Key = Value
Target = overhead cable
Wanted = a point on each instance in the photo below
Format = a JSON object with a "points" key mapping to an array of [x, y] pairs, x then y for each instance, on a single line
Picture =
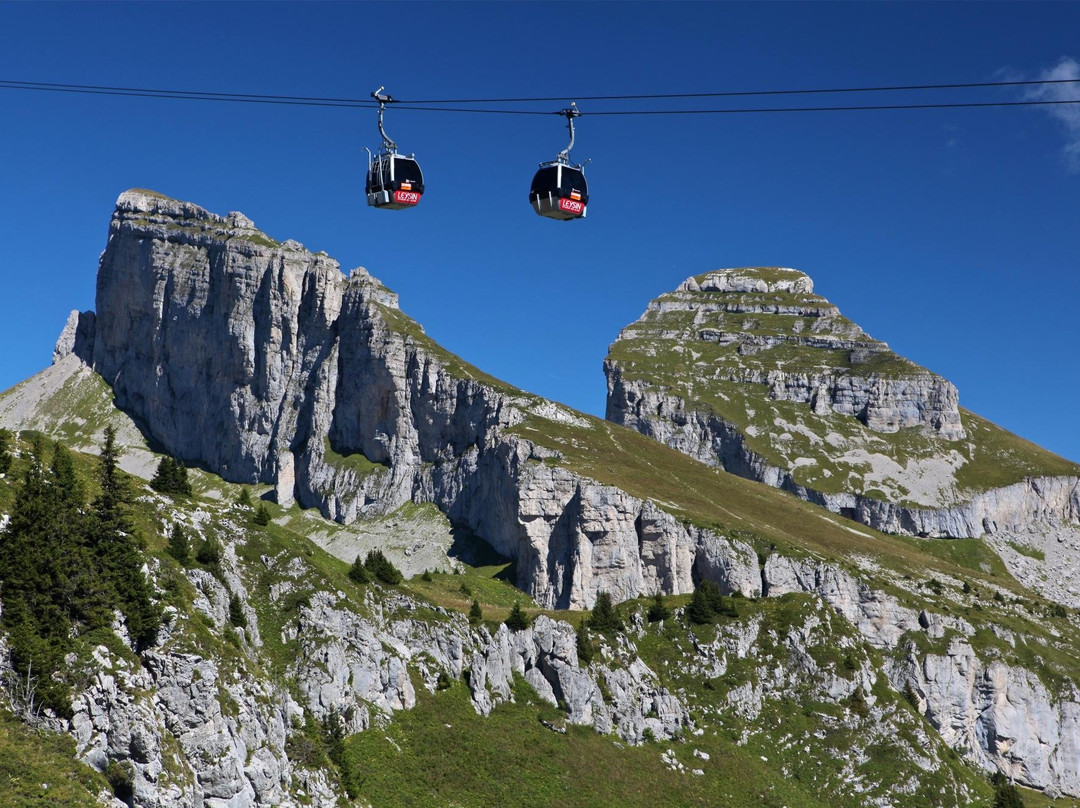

○ ○ ○ ○ ○

Written request :: Find each line of the material above that contains the string "instance", and copy those lines. Case counts.

Answer below ::
Wanted = a point on each instance in the photo below
Format = a JSON object with a "points" key mapping to an array of [x, y] pairs, x then y for each instance, on a single line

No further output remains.